TASK DESCRIPTION:
The records below must be output exactly, without pictures.

Position annotation records

# # #

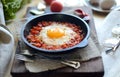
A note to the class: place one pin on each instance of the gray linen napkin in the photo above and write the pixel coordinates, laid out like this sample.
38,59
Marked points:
6,52
111,62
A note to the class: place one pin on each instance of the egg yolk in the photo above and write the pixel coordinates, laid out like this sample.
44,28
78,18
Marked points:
55,33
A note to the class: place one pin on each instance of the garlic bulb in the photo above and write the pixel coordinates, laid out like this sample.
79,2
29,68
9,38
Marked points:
107,4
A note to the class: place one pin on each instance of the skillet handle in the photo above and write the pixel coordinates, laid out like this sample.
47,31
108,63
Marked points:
82,44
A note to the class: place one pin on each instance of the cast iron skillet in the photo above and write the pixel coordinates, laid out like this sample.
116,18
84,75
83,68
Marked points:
56,17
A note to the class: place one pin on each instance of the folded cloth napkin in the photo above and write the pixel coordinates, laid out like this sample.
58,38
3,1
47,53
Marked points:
111,62
6,51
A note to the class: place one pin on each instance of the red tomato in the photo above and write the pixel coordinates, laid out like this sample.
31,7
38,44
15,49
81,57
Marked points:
48,2
56,6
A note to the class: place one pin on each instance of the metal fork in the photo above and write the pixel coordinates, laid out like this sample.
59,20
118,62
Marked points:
114,48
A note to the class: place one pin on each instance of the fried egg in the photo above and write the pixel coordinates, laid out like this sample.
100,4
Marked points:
56,34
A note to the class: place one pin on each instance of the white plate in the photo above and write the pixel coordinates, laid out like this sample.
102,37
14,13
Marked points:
96,8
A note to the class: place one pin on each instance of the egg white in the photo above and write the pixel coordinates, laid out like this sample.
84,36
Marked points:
69,34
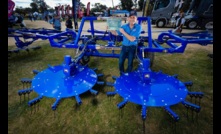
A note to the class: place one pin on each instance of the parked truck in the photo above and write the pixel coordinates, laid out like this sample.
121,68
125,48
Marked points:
198,13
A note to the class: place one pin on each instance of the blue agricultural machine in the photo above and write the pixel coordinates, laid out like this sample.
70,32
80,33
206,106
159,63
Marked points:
144,87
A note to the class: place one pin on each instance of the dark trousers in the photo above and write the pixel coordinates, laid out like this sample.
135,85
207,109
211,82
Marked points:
127,52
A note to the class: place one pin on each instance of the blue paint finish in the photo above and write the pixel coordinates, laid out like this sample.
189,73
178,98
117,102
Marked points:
53,82
162,90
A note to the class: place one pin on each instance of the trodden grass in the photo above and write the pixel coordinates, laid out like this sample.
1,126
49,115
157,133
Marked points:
99,114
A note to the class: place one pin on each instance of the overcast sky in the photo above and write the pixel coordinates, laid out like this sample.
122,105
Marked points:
53,3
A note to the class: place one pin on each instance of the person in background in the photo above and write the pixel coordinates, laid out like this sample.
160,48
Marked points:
134,11
68,22
126,17
56,22
131,32
179,23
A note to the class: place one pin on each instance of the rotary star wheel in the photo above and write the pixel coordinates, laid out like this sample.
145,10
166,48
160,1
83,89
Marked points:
153,89
69,79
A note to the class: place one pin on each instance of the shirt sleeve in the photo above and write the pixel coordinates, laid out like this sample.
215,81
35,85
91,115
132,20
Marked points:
138,31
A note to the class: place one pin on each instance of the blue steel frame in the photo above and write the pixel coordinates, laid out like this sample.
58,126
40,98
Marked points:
172,43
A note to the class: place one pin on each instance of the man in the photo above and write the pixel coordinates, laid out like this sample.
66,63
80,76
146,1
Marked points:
131,32
56,22
179,23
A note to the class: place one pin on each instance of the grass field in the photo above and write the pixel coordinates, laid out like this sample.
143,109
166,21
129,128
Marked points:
99,114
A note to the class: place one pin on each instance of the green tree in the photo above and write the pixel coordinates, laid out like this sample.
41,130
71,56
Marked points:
34,7
97,7
141,4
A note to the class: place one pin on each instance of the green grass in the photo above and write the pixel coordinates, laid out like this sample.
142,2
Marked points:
99,114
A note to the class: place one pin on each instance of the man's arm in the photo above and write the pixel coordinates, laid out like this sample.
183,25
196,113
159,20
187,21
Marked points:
129,37
114,32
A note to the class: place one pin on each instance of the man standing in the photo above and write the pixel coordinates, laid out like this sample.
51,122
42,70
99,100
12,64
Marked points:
56,22
131,32
179,23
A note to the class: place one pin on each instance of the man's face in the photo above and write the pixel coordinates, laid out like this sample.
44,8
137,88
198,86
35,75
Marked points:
132,19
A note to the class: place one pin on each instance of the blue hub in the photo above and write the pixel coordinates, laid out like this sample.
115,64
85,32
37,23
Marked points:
161,90
52,82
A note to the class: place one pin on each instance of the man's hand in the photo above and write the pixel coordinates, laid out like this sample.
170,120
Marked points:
130,38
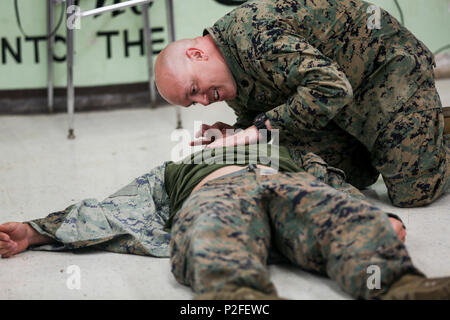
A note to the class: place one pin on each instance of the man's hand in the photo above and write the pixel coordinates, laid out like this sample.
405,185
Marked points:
248,136
207,133
13,238
399,229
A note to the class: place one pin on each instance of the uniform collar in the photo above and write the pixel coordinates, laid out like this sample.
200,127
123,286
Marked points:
244,82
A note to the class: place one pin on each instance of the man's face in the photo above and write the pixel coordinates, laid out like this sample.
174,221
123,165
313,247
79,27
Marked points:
198,80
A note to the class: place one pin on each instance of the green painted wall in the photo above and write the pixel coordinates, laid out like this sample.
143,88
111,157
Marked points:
428,19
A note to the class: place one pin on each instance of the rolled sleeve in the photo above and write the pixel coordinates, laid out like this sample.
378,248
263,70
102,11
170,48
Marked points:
317,87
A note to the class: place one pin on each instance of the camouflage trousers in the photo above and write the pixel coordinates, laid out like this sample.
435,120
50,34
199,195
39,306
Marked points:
411,152
224,242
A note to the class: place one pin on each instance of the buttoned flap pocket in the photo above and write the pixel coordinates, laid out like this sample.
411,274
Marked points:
127,191
264,97
317,167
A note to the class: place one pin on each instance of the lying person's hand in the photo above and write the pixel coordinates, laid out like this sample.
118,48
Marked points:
14,238
399,229
209,133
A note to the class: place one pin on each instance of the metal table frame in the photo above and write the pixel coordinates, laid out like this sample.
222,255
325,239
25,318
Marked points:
70,50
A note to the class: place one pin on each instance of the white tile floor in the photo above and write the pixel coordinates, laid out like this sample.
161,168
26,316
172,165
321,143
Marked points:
41,172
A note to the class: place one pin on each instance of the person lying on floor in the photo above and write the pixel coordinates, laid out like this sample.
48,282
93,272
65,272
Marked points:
222,222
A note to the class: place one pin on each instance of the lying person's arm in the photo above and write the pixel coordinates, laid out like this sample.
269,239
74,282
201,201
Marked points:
16,237
129,221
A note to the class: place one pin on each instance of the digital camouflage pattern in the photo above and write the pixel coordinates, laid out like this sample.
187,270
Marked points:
222,243
129,221
132,220
337,86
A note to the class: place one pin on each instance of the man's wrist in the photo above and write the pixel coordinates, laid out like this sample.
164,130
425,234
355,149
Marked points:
34,237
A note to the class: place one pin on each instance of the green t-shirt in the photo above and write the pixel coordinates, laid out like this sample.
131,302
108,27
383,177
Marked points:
181,177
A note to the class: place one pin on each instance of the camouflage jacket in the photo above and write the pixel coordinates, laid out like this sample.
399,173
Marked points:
308,62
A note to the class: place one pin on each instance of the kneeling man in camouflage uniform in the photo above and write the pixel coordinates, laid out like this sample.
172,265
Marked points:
221,219
339,78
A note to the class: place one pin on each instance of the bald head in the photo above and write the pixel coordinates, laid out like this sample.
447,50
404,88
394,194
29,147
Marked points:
192,71
169,66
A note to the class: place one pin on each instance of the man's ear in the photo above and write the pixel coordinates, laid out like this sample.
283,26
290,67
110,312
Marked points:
196,54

# # #

ANSWER TO THIS EXERCISE:
A note to the class: place one pin on each instance of the gray linen napkin in the photo above and write the pixel coordinates, laid out like this sample.
38,59
Marked points:
6,52
111,62
A note to the class: place one pin on each instance of the egg yolk in the photo above and write the pixel coordinates, laid out like this sample.
44,28
78,18
Marked points:
55,33
A note to the class: place one pin on each instance of the garlic bulb in the photo above and write the pixel coordinates, laid out like this sample.
79,2
29,68
9,38
Marked points:
107,4
A note to the class: place one pin on each instance of the skillet handle in the photo above and write the pixel coordinates, laid out like this sample.
47,31
108,63
Marked points:
82,44
A note to the class: place one pin on each instance of the cast iron skillet in the photo above and write the pixel coordinates, laid out like this sample.
116,18
84,75
83,68
Marked points:
56,17
A note to the class: place one pin on each instance of the folded cloth napkin in the photo above and write the pixel coordinates, laid out like this sample.
58,38
3,1
47,53
Marked points:
111,62
6,51
A note to the class: place one pin on each instance of the red tomato in the photo above and write the pixel coordinates, laid out like this sample.
31,7
38,44
15,49
81,57
Marked points:
48,2
56,6
A note to the class: place one pin on each instance of the metal fork in the photo above and write the pixel coordinates, laid out like this sample.
59,20
118,62
Marked points:
114,48
A note to the class: place one pin on each instance of the fried egg in the photo above and write the pixel coordinates, laid out like this sample.
100,4
Marked points:
56,34
A note to the class: place one pin on each instance of the white plate in the photo above and write the pixel coordinates, laid out like this sample.
102,37
14,13
Marked points:
96,8
A note to the class: place one pin on each instance of the egg white in the photo above and write the pixel coordinates, laid out like this sample.
84,36
Marked points:
69,34
A note to the class: place one pin on each instance of the parked truck in the photo above and write the pixel coordinates, laid out like this sample.
121,68
125,48
Marked points:
198,13
A note to the class: place one pin on each instance of the blue agricultural machine in the photo above and write the pixel coordinates, laid out like this sample.
70,32
80,33
206,106
159,63
Marked points:
144,87
A note to the class: place one pin on each instance of the dark trousers in the photo above and write the pixel coordinates, laid out like this sample.
135,85
207,109
211,82
Marked points:
127,52
A note to the class: place one pin on each instance of the blue paint finish in the photo above and write the pixel coordinates, laid out like this sample.
189,73
178,98
117,102
Marked points:
53,82
162,90
A note to the class: place one pin on each instance of the trodden grass in the photo above and write the pixel coordinates, laid out like this sample.
1,126
49,115
157,133
Marked points:
99,114
A note to the class: place one pin on each instance of the overcast sky in the photo above and write the pixel coordinates, laid out like this sample.
122,105
Marked points:
53,3
A note to the class: place one pin on each instance of the person in background in the photo above and write the pixel coordinates, laid out like this sample.
160,48
Marked points:
134,11
68,22
126,17
56,22
131,32
179,23
A note to the class: place one pin on each instance of the rotary star wheel in the photo above and write the pixel coordinates, laid out like this sample.
145,10
166,48
160,1
83,89
Marked points:
153,89
69,79
A note to the class: place one pin on each instance of the shirt sleeve in the photo above and write the pixel coordinates, laid out like this sample.
215,81
35,85
91,115
132,20
Marked points:
138,31
A note to the class: place one pin on each instance of the blue steel frame in the photo above and write the pixel coordinates, laid out like this sample.
58,126
40,98
Marked points:
172,43
A note to the class: place one pin on each instance of the man in the photo above and write the pixel coordinates, laid out like this sample.
66,63
80,76
146,1
Marked points:
131,32
56,22
179,23
A note to the class: place one pin on each instance of the grass field in the photo above and write the pixel coordinates, laid out like this sample.
143,109
166,21
129,128
Marked points:
99,114
A note to the class: place one pin on each instance of the green tree in the photo above and write the pixel coordinates, laid out like this sample.
41,130
71,56
Marked points:
34,7
97,7
141,4
A note to the class: place one pin on each instance of the green grass in the photo above and write the pixel coordinates, laid out like this sample.
142,2
Marked points:
99,114
A note to the class: place one pin on each instance of the man's arm in the photo above and write the pixel coordinates, laid out like this sample.
183,25
196,113
159,20
187,21
Marked points:
129,37
114,32
A note to the class: place one pin on each instance of the man standing in the photo above and write the pixel coordinates, laid out like this sample.
51,122
42,70
99,100
12,64
Marked points:
56,22
131,32
179,23
A note to the class: place one pin on each instance of the man's face in the photo above and write the pixel coordinates, laid out like this sample.
44,8
137,88
198,86
35,75
Marked points:
132,19
A note to the class: place one pin on each instance of the blue hub in the photo above and write the pixel coordinates, laid out like this sample.
115,64
85,32
37,23
Marked points:
161,90
52,82
A note to the class: place one pin on each instance of the man's hand in the photo above and write the pixel coordinates, laid out like this sample.
170,120
Marked points:
130,38
A note to the class: place one pin on each instance of the man's hand in the photo above and write the pixel coordinates, laid out like this sample.
405,185
Marked points:
248,136
207,133
13,238
399,229
A note to the class: place one pin on each instance of the uniform collar in the photo above and write the pixel coordinates, laid out like this sample.
200,127
123,286
Marked points:
244,82
A note to the class: place one pin on each instance of the man's face in the photo above and write the pixel coordinates, laid out like this sample.
174,221
123,165
313,247
79,27
Marked points:
198,80
A note to the class: place one pin on each instance of the green painted wall in the photo above and write the pixel coordinates, laid out like this sample.
143,88
111,157
Marked points:
428,19
A note to the class: place one pin on each instance of the rolled sleeve in the photo above and write the pixel coordinates, laid out like this sample.
378,248
263,70
102,11
170,48
Marked points:
317,87
A note to the class: place one pin on each instance of the camouflage trousers in the photo above and write the pixel coordinates, laid out like this sample.
435,120
50,34
199,195
39,306
Marked points:
411,152
224,242
A note to the class: place one pin on each instance of the buttoned flap pocket in the photo above and write the pixel coordinates, laid out like this sample.
411,274
Marked points:
127,191
264,97
317,167
A note to the class: place one pin on each instance of the lying person's hand in the photo above and write the pixel coordinates, laid out like this sample.
118,48
Marked points:
14,238
399,229
209,133
A note to the class: place one pin on each instance of the metal table frame in the photo above and write the pixel coordinates, laid out like this sample.
222,255
325,239
25,318
Marked points:
70,50
A note to the class: place one pin on each instance of the white tile floor in the photo above and write the pixel coordinates, laid out like this sample.
161,168
26,316
172,165
321,143
Marked points:
41,172
A note to the class: place one pin on each instance of the person lying on floor in the photo above and write the pixel coordinates, laid out like this sample.
48,282
93,272
65,272
Marked points:
222,222
A note to the class: place one pin on each instance of the lying person's arm in the photo above and write the pixel coordinates, laid out like this sample.
269,239
74,282
201,201
Marked points:
16,237
129,221
A note to the class: place one pin on each instance of the digital camouflage pattern in the photo above and write the pixel coordinates, laid out like this sample.
187,270
Marked points:
222,243
129,221
132,220
337,86
A note to the class: place one pin on each instance of the man's wrist in the photo above and write the pixel coordinates, laid out like this sample.
164,130
425,234
355,149
Marked points:
34,237
A note to the class: place one pin on each instance of the green t-shirt in the photo above and write the pixel coordinates, laid out like this sample.
131,302
108,27
383,177
Marked points:
181,177
A note to the class: place one pin on each instance of the camouflage jacket in the photo above and write the pixel coordinates, laid out like this sample.
399,173
Marked points:
308,62
A note to the class: place one pin on each instance of the kneeling man in camouflage uniform in the photo above and write the pixel coordinates, laid out like this sample.
172,265
Marked points:
221,219
339,78
A note to the class: place one pin on each instance of the bald head in the photo above and write the pixel coordinates, laid out like this sample.
447,50
404,88
394,194
29,147
Marked points:
192,71
169,66
A note to the class: place one pin on each instance of the man's ear in the photo above and write the pixel coordinates, laid out like this sample.
283,26
290,67
110,312
Marked points:
196,54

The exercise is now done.